→ **Document section**
........

The 2002 Law's main mechanism for prosecuting the "offence" of criticising a religion or belief is the designation of literature containing such criticisms as "extremist". Even a very low-level court may issue such a ruling. If not successfully challenged, this results in automatic placement of the offending literature on the Federal List of Extremist Materials. Once on the List, distribution is banned throughout Russia. Religious organisations associated with particular titles may also be ruled "extremist". Their members are then liable to prosecution under two articles of the Criminal Code concerning "organisation of" or "participation in" "an extremist organisation").

These are Criminal Code Articles 282.1, or if an organisation has been banned by a court Article 282.2 Part 1 ("Organisation of the activity of a social or religious association or other organisation in relation to which a court has adopted a decision legally in force on liquidation or ban on the activity in connection with the carrying out of extremist activity") or Part 2 "participation in" such an organisation. The harshest punishment these Articles currently allow is six years' imprisonment.

Aside from "extremism", the main feature of federal religious freedom policy has been the lack of such a policy. Particularly under former President Medvedev, however, officials have come to treat state-favoured organisations within the four faiths of Orthodoxy, Islam, Judaism and Buddhism as the nation's privileged "traditional religions" (see Forum 18's July 2012 general religious freedom survey of Russia http://www.forum18.org/Archive.php?article_id=1722).

Books banned

The Federal List of Extremist Materials was first published by Russia's Justice Ministry in July 2007. As of 20 July 2012, it contained 1,359 entries. These include books and other forms of printed matter, and electronic materials such as image files, videos and websites. This figure is not exhaustive, however. A few entries appear twice, some are blank where titles have been excluded, and others list multiple items.

........

→ **Material provided**
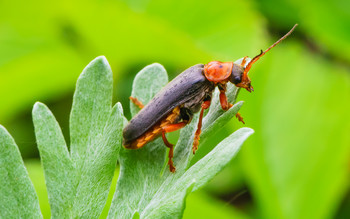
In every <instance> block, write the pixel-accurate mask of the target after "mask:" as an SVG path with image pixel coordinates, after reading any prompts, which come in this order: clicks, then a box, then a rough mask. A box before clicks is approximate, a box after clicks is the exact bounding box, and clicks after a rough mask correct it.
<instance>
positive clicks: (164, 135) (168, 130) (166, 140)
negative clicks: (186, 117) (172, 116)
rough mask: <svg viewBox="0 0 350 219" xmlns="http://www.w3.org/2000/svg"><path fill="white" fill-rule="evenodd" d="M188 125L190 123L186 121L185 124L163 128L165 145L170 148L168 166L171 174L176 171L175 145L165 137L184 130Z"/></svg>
mask: <svg viewBox="0 0 350 219" xmlns="http://www.w3.org/2000/svg"><path fill="white" fill-rule="evenodd" d="M187 123H188V122H186V121H184V122H180V123H175V124H169V125H166V126H164V127H163V128H162V138H163V141H164V144H165V145H166V146H167V147H168V148H169V154H168V157H169V160H168V165H169V169H170V172H172V173H174V172H175V170H176V168H175V166H174V163H173V157H174V145H173V144H171V143H170V142H169V141H168V139H167V138H166V136H165V133H168V132H174V131H176V130H179V129H182V128H183V127H185V126H186V125H187Z"/></svg>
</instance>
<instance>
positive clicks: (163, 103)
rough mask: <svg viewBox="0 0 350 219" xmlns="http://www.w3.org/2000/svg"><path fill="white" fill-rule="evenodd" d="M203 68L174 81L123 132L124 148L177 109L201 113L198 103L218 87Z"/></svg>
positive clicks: (183, 74) (176, 77) (154, 98)
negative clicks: (124, 147) (176, 108)
mask: <svg viewBox="0 0 350 219" xmlns="http://www.w3.org/2000/svg"><path fill="white" fill-rule="evenodd" d="M203 68H204V65H203V64H197V65H194V66H192V67H190V68H188V69H186V70H185V71H184V72H182V73H181V74H179V75H178V76H177V77H176V78H174V79H173V80H172V81H170V82H169V83H168V84H167V85H166V86H165V87H164V88H162V90H161V91H160V92H158V93H157V94H156V96H155V97H154V98H153V99H152V100H151V101H150V102H149V103H148V104H147V105H146V106H145V107H144V108H143V109H142V110H141V111H140V112H139V113H138V114H137V115H136V116H135V117H134V118H133V119H132V120H131V121H130V122H129V123H128V125H127V126H126V127H125V128H124V130H123V138H124V142H123V145H127V144H129V143H131V142H132V141H134V140H136V139H137V138H139V137H140V136H141V135H142V134H144V133H145V132H147V131H148V130H149V129H150V128H151V127H153V126H154V125H155V124H156V123H157V122H159V121H161V120H162V119H163V118H164V117H165V116H167V114H169V113H170V112H171V111H172V110H173V109H174V108H175V107H177V106H180V105H184V107H188V108H190V111H191V112H192V113H196V112H198V111H199V109H200V106H199V107H198V104H197V103H198V102H199V103H201V101H200V100H198V99H204V97H205V96H206V95H211V93H212V91H213V90H214V88H215V86H214V83H212V82H210V81H208V80H207V79H206V78H205V76H204V75H203Z"/></svg>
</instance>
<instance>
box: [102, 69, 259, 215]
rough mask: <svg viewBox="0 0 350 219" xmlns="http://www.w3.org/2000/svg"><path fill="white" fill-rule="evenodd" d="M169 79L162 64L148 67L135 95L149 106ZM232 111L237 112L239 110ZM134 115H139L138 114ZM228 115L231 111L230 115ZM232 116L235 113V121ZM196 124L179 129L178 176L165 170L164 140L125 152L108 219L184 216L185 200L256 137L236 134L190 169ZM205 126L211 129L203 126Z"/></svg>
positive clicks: (249, 133)
mask: <svg viewBox="0 0 350 219" xmlns="http://www.w3.org/2000/svg"><path fill="white" fill-rule="evenodd" d="M146 79H148V81H146ZM166 81H167V74H166V72H165V70H164V68H163V67H162V66H160V65H159V64H153V65H150V66H147V67H146V68H144V69H143V70H141V71H140V72H139V74H138V75H137V76H136V77H135V81H134V85H133V92H132V96H133V97H137V98H138V99H139V100H142V101H143V103H144V104H145V103H147V102H148V101H150V99H151V98H152V96H153V95H154V94H155V93H157V92H158V91H159V90H160V89H161V87H163V86H164V85H165V84H166ZM153 82H154V83H153ZM235 94H236V93H230V94H229V95H235ZM231 98H232V97H231ZM133 107H134V106H131V109H132V108H133ZM233 108H234V109H235V110H236V111H238V108H237V107H233ZM132 112H133V113H136V110H135V109H134V110H132ZM222 113H224V112H222ZM228 113H232V112H226V114H228ZM224 114H225V113H224ZM234 115H235V114H231V117H233V116H234ZM197 122H198V115H195V116H194V118H193V121H192V122H191V124H189V125H188V126H186V127H185V128H184V129H182V130H181V134H180V138H179V141H178V143H177V146H176V147H175V153H174V156H175V157H174V163H175V165H176V168H177V170H176V173H174V174H173V173H170V172H169V171H168V169H167V168H166V167H165V166H164V163H165V156H166V155H165V152H166V147H165V146H164V143H163V142H162V140H161V139H157V140H155V141H153V142H151V143H148V144H147V146H145V147H143V148H141V149H138V150H127V149H124V148H123V149H122V150H121V154H120V166H121V170H120V171H121V173H120V178H119V179H118V184H117V189H116V193H115V195H114V198H113V201H112V204H111V208H110V211H109V215H108V217H109V218H131V217H133V215H135V214H139V215H140V217H141V218H158V217H172V218H179V217H181V216H182V214H183V210H184V207H185V198H186V196H187V195H188V194H189V193H190V192H192V191H195V190H197V189H198V188H200V187H202V186H203V185H204V184H206V183H207V182H208V181H209V180H210V179H212V178H213V177H214V176H215V175H216V174H217V173H218V172H219V171H220V170H221V169H222V168H224V167H225V166H226V165H227V163H228V162H229V161H230V160H231V159H232V158H233V157H234V155H235V154H236V153H237V151H238V149H239V148H240V146H241V145H242V143H243V142H244V140H245V139H246V138H247V137H248V136H249V135H251V134H252V133H253V131H252V130H251V129H249V128H244V129H240V130H238V131H237V132H235V133H234V134H232V135H231V136H229V137H228V138H227V139H225V140H224V141H223V142H221V143H220V144H219V145H218V146H216V147H215V149H214V150H213V151H212V152H211V153H210V154H208V155H207V156H205V157H204V158H203V159H201V160H200V161H199V162H197V163H196V164H195V165H193V166H191V167H189V166H188V164H189V161H190V160H191V158H192V157H193V155H192V153H191V146H192V142H193V134H194V132H195V130H196V127H197ZM206 126H208V125H205V124H204V127H206ZM203 132H205V130H203Z"/></svg>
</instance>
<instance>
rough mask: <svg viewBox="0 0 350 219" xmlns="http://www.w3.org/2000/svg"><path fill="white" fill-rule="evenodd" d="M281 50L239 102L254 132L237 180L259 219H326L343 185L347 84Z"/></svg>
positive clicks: (260, 74) (347, 142)
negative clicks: (243, 171) (254, 88)
mask: <svg viewBox="0 0 350 219" xmlns="http://www.w3.org/2000/svg"><path fill="white" fill-rule="evenodd" d="M280 47H282V48H280V49H278V48H276V49H274V51H271V54H269V56H266V57H264V62H262V63H261V64H257V66H256V69H254V75H253V77H252V81H253V83H254V88H255V93H254V95H251V94H246V93H243V92H242V94H243V95H241V96H240V98H242V99H244V100H245V102H246V103H249V107H248V106H247V107H245V108H244V110H243V115H245V119H246V122H247V123H249V124H252V126H253V128H254V129H255V130H259V133H258V134H256V135H254V136H252V138H251V141H249V143H251V144H249V143H248V144H249V146H247V147H244V149H243V150H242V153H241V155H242V156H241V158H242V159H241V161H242V164H243V167H244V170H245V171H244V173H245V175H246V177H247V179H248V183H249V185H250V188H251V189H252V192H253V196H254V197H256V201H257V204H258V208H259V210H260V212H261V214H262V216H263V217H264V218H331V217H332V216H333V215H334V212H335V211H336V210H337V207H338V206H339V203H340V201H341V200H342V198H343V197H344V195H345V194H346V189H347V185H348V183H349V169H348V168H349V162H348V161H349V154H350V147H349V145H350V135H349V133H350V117H349V112H350V105H349V104H348V100H349V99H350V77H349V74H348V72H347V71H346V69H344V68H341V67H339V66H336V65H333V64H332V63H329V62H322V57H320V56H317V55H315V54H313V53H310V52H308V51H307V50H306V49H305V48H304V47H301V46H300V45H298V44H296V43H293V42H289V43H285V44H284V45H281V46H280ZM291 60H293V62H291ZM252 73H253V69H252V70H251V74H252ZM247 105H248V104H247Z"/></svg>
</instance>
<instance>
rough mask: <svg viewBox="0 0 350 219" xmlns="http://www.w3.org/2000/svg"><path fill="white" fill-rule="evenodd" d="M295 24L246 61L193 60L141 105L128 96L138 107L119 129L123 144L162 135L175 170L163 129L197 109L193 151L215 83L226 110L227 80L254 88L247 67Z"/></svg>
mask: <svg viewBox="0 0 350 219" xmlns="http://www.w3.org/2000/svg"><path fill="white" fill-rule="evenodd" d="M296 26H297V24H296V25H294V27H293V28H292V29H291V30H290V31H289V32H288V33H286V34H285V35H284V36H283V37H282V38H280V39H279V40H278V41H276V42H275V43H274V44H272V45H271V46H270V47H269V48H268V49H266V50H265V51H262V50H261V52H260V54H259V55H257V56H255V57H254V58H253V59H252V60H251V61H250V62H249V63H248V64H247V63H246V62H247V58H248V57H247V56H246V57H244V59H243V61H242V63H241V64H236V63H233V62H219V61H211V62H209V63H208V64H206V65H203V64H197V65H194V66H192V67H190V68H188V69H186V70H185V71H184V72H182V73H181V74H179V75H178V76H177V77H176V78H175V79H174V80H172V81H170V82H169V83H168V84H167V85H166V86H165V87H164V88H163V89H162V90H161V91H160V92H159V93H158V94H156V95H155V97H154V98H153V99H152V100H151V101H150V102H149V103H148V104H147V105H146V106H143V104H142V103H141V102H140V101H138V100H137V99H136V98H134V97H130V99H131V100H132V102H134V104H136V105H137V106H139V107H140V108H141V110H140V112H139V113H138V114H137V115H136V116H135V117H134V118H133V119H131V121H130V122H129V123H128V124H127V126H126V127H125V128H124V130H123V145H124V147H125V148H128V149H138V148H141V147H143V146H144V145H145V144H146V143H148V142H150V141H152V140H154V139H155V138H157V137H159V136H162V138H163V141H164V144H165V145H166V146H167V147H168V148H169V154H168V157H169V160H168V165H169V169H170V171H171V172H175V166H174V164H173V160H172V158H173V155H174V147H173V144H171V143H169V141H168V140H167V138H166V136H165V133H168V132H173V131H176V130H178V129H181V128H183V127H185V126H186V125H187V124H188V123H190V122H191V119H192V117H193V114H194V113H197V112H198V111H200V116H199V121H198V128H197V131H196V133H195V136H194V140H193V146H192V151H193V153H195V152H196V150H197V149H198V145H199V137H200V134H201V127H202V119H203V113H204V110H205V109H208V108H209V106H210V101H211V96H212V93H213V91H214V89H215V87H218V88H219V91H220V104H221V107H222V109H223V110H228V109H229V108H230V107H231V106H232V104H230V103H228V101H227V97H226V94H225V92H226V84H227V83H228V82H230V83H233V84H234V85H235V86H237V87H240V88H244V89H246V90H247V91H249V92H251V91H254V90H253V87H252V85H251V80H250V78H249V77H248V72H249V70H250V68H251V67H252V65H253V64H254V63H255V62H256V61H258V60H259V58H261V57H262V56H263V55H264V54H265V53H267V52H268V51H269V50H270V49H272V48H273V47H275V46H276V45H277V44H278V43H280V42H281V41H282V40H284V39H285V38H286V37H287V36H289V35H290V34H291V33H292V32H293V30H294V29H295V28H296ZM236 117H237V118H238V120H239V121H241V122H243V123H244V121H243V118H242V117H241V116H240V114H239V113H237V114H236Z"/></svg>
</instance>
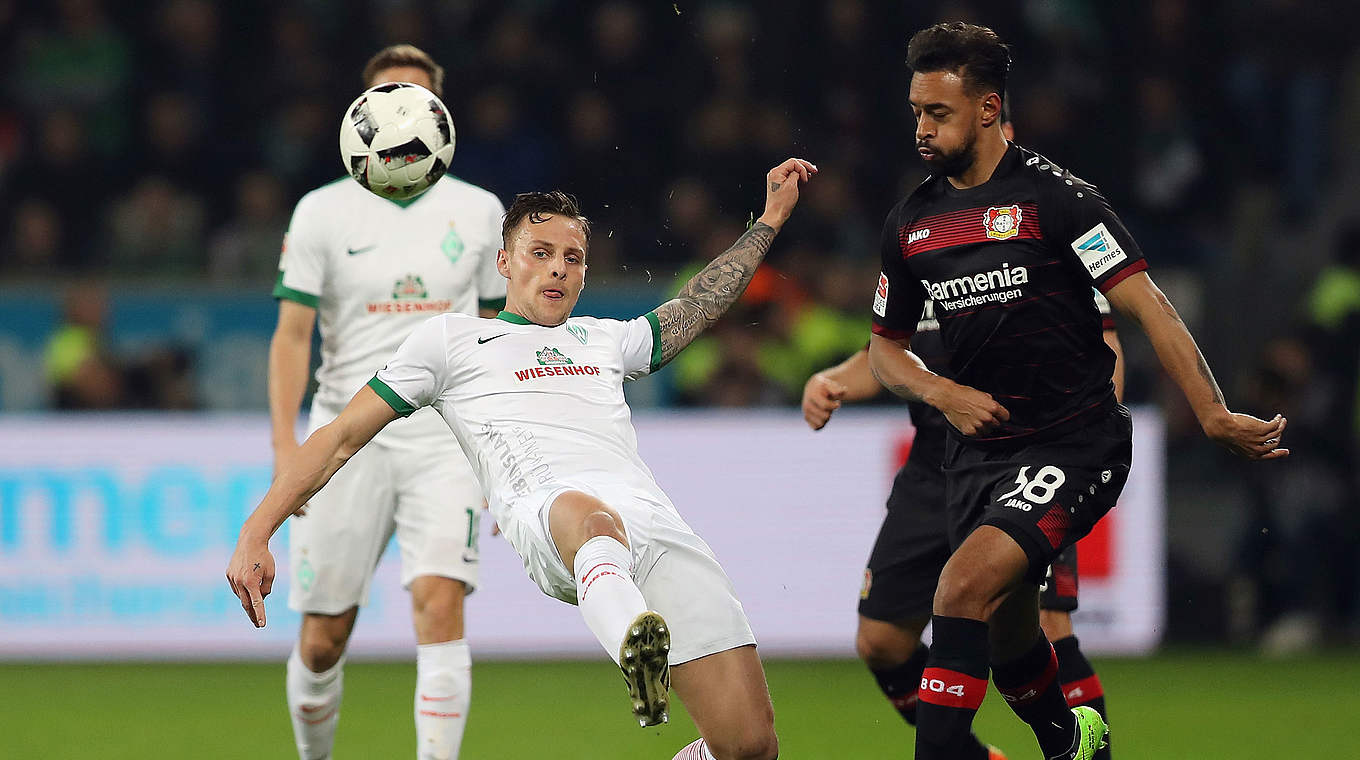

........

→ **Exercises to complete**
• 1. In the passage on Russia's extremism law, when did the Justice Ministry first publish the Federal List of Extremist Materials?
• 2. Switch "harshest" to "most severe" and write out the passage on Russia's extremism law again, starting with "These are Criminal" and going on through "six years' imprisonment.".

→ **Solutions in order**
• 1. July 2007.

• 2.
These are Criminal Code Articles 282.1, or if an organisation has been banned by a court Article 282.2 Part 1 ("Organisation of the activity of a social or religious association or other organisation in relation to which a court has adopted a decision legally in force on liquidation or ban on the activity in connection with the carrying out of extremist activity") or Part 2 "participation in" such an organisation. The most severe punishment these Articles currently allow is six years' imprisonment.